(Saved entries)
***

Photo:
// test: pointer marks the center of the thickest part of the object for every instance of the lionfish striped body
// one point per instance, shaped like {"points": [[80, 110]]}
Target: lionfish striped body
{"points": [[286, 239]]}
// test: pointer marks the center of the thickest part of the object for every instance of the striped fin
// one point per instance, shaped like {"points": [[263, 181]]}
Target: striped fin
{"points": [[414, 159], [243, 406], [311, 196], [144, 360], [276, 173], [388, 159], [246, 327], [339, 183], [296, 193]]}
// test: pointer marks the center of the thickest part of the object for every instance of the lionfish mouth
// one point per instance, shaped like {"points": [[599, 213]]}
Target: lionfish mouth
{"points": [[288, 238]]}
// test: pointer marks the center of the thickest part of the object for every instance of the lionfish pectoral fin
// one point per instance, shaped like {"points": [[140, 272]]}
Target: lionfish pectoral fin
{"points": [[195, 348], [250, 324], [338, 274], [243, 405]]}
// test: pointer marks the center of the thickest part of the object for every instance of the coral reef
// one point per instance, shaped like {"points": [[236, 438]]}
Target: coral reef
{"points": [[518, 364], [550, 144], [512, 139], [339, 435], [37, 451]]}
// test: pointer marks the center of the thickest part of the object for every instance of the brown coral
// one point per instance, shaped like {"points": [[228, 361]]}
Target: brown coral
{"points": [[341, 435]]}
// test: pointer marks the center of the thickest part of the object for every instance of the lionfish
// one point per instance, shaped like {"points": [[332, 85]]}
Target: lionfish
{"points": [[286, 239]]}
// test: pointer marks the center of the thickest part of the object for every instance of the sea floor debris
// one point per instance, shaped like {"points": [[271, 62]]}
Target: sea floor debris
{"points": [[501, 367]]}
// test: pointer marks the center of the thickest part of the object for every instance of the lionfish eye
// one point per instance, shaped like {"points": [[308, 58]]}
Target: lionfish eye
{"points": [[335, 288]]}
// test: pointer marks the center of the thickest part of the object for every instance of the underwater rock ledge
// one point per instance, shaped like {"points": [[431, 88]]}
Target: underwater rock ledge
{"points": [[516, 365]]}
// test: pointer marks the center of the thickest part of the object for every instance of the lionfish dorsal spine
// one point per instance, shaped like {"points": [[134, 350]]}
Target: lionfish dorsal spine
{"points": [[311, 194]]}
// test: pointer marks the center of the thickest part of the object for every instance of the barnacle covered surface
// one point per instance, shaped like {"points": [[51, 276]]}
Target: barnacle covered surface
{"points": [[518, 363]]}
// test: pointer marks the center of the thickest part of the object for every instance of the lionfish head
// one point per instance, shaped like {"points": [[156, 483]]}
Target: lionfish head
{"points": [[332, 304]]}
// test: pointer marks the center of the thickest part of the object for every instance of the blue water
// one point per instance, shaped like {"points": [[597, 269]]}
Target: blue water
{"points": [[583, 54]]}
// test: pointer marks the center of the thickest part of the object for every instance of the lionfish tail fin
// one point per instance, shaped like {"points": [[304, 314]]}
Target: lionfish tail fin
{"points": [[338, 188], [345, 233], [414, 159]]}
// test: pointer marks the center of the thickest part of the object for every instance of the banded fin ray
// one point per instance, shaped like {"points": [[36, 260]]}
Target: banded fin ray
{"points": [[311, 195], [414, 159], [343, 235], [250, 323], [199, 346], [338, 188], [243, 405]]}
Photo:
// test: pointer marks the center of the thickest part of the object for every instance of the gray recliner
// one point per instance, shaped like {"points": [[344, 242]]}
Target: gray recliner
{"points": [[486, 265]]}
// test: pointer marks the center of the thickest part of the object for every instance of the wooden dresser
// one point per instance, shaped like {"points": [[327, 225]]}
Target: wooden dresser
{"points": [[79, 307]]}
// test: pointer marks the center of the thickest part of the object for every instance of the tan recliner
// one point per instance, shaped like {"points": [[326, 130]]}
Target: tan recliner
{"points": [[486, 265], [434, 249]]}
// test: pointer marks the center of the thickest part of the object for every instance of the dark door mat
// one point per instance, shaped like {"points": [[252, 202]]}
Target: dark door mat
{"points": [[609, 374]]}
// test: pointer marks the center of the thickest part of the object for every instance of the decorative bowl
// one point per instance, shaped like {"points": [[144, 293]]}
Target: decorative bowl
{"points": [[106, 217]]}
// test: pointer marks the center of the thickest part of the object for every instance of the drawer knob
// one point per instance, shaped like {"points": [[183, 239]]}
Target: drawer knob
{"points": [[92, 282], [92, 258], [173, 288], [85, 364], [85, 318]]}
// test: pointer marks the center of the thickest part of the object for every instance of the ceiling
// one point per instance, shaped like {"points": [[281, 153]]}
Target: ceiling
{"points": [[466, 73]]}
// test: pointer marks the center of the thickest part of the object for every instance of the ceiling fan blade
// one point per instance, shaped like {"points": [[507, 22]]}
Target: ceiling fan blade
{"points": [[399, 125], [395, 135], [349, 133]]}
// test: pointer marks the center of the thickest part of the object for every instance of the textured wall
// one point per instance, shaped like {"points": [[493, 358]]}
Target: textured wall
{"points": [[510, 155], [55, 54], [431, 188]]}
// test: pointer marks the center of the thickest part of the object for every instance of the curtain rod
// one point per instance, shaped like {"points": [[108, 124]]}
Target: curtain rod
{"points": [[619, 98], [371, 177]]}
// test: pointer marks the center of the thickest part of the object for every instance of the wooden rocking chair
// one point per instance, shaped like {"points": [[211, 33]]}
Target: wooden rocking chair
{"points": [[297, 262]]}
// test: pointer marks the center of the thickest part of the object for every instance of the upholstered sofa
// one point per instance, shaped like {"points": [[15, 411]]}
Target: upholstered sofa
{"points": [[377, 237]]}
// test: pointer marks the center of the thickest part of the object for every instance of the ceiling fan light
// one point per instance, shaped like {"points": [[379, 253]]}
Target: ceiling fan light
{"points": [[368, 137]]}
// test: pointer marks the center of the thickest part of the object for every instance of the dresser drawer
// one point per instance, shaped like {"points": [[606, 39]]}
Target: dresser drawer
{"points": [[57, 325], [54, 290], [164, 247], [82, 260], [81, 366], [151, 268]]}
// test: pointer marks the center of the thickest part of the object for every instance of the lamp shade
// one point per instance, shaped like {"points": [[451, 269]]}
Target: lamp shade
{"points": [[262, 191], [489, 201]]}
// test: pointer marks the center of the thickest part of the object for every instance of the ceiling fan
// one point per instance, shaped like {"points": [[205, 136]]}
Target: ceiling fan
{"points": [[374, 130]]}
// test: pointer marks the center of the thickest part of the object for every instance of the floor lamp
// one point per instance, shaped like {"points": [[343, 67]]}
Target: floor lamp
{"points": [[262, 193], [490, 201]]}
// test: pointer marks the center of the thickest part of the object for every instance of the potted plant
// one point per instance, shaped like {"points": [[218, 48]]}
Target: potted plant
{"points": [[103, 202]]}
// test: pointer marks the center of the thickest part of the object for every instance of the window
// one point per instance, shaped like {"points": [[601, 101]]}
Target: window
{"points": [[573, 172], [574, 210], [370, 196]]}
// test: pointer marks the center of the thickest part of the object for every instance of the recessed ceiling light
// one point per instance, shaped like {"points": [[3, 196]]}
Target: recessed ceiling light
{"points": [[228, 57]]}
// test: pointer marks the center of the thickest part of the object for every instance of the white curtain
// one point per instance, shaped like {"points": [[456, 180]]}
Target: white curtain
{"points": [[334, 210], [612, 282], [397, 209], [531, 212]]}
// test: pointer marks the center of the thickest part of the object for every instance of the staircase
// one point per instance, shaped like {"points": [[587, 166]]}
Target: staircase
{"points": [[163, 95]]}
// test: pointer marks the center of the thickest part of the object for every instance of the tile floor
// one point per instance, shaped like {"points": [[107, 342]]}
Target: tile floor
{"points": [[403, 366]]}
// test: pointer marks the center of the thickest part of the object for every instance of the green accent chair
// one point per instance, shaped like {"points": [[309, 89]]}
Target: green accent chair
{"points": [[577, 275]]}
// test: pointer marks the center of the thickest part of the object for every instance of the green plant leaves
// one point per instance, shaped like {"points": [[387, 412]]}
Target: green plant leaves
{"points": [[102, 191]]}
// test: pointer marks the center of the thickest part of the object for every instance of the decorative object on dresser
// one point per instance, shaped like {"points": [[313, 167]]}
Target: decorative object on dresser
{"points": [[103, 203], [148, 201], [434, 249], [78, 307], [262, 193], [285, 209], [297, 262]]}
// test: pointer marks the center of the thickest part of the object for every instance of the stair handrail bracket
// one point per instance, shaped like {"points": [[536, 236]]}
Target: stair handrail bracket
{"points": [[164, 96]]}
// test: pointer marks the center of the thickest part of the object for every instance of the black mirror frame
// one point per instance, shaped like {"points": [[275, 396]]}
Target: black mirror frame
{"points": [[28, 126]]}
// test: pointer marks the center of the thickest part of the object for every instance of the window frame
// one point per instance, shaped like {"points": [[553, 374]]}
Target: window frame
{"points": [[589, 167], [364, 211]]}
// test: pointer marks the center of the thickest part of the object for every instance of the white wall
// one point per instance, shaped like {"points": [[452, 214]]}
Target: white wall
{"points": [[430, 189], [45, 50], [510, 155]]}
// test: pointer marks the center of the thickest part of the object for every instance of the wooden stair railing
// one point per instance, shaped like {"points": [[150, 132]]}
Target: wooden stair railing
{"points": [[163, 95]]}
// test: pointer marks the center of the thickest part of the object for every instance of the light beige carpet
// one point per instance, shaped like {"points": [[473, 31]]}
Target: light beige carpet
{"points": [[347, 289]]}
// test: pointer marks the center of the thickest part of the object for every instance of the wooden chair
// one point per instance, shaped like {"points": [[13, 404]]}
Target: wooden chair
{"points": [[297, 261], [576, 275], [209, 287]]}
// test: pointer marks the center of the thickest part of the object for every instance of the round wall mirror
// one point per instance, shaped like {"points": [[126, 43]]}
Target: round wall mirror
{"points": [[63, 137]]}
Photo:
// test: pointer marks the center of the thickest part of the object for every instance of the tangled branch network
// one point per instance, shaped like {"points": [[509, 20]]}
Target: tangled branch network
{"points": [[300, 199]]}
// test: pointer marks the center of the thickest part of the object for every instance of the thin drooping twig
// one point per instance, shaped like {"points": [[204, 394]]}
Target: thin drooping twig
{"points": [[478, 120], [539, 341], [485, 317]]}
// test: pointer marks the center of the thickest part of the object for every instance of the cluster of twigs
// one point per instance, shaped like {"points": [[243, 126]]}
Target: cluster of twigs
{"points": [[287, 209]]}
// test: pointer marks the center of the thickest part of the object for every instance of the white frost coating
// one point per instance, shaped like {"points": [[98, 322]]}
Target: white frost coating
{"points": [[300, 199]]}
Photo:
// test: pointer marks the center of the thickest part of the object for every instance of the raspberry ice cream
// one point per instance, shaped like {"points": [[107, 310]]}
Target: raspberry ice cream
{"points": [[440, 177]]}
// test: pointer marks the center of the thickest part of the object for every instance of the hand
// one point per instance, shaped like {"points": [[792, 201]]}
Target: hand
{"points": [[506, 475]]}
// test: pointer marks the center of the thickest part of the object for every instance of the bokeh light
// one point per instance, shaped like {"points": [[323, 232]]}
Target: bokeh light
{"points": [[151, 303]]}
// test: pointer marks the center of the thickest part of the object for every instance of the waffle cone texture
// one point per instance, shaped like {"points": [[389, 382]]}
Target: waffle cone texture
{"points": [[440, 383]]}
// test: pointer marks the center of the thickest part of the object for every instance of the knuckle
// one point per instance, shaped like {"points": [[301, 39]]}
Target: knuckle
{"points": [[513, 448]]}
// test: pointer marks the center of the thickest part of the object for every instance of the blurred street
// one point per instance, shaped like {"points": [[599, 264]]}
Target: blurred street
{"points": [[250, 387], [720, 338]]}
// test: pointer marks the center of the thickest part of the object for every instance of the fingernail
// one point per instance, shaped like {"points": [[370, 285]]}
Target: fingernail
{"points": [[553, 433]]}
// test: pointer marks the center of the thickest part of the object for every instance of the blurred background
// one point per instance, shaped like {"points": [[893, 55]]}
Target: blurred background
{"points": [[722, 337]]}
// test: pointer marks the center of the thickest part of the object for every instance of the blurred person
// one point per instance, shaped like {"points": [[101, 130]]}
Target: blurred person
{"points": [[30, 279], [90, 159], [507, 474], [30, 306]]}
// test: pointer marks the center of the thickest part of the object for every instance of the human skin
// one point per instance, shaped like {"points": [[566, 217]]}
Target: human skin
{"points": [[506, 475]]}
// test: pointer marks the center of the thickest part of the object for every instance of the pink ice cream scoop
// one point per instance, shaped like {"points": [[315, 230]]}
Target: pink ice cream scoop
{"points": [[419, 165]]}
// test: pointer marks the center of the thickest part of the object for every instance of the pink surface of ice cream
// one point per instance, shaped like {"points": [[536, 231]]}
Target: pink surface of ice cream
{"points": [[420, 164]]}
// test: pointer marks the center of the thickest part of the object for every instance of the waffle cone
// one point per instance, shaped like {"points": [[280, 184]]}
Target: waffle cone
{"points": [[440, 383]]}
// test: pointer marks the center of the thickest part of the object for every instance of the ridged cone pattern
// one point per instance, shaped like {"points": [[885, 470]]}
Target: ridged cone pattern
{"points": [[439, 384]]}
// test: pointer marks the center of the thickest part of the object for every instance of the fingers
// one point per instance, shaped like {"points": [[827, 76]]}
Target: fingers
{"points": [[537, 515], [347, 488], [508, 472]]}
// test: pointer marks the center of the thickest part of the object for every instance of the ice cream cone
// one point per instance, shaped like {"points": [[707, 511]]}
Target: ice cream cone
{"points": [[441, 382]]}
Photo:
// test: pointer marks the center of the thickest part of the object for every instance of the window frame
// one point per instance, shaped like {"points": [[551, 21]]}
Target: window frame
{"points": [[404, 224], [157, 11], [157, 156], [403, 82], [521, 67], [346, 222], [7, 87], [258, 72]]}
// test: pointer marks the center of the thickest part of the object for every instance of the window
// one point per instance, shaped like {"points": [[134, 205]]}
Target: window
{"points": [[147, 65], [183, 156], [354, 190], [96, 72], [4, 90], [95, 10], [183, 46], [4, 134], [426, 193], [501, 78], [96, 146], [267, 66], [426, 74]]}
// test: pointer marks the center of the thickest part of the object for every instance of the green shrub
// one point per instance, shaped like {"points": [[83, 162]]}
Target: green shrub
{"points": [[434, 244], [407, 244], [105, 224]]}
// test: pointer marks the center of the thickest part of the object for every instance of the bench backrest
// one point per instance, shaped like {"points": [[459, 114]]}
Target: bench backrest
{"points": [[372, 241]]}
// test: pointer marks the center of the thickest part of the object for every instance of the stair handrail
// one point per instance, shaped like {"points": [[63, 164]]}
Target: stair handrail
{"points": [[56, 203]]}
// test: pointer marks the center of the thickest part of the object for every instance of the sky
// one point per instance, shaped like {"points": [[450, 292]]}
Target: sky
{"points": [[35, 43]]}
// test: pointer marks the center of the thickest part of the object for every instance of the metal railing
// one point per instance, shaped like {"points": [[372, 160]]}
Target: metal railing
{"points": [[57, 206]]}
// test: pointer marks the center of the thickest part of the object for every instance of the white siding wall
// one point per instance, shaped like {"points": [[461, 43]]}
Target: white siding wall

***

__Activity__. Copy out every line of the data in which the word "siding" is found.

__Completed exercise__.
// test: pointer marks the center of the thickest part of the object for every instance of the white siding wall
Target: white siding wall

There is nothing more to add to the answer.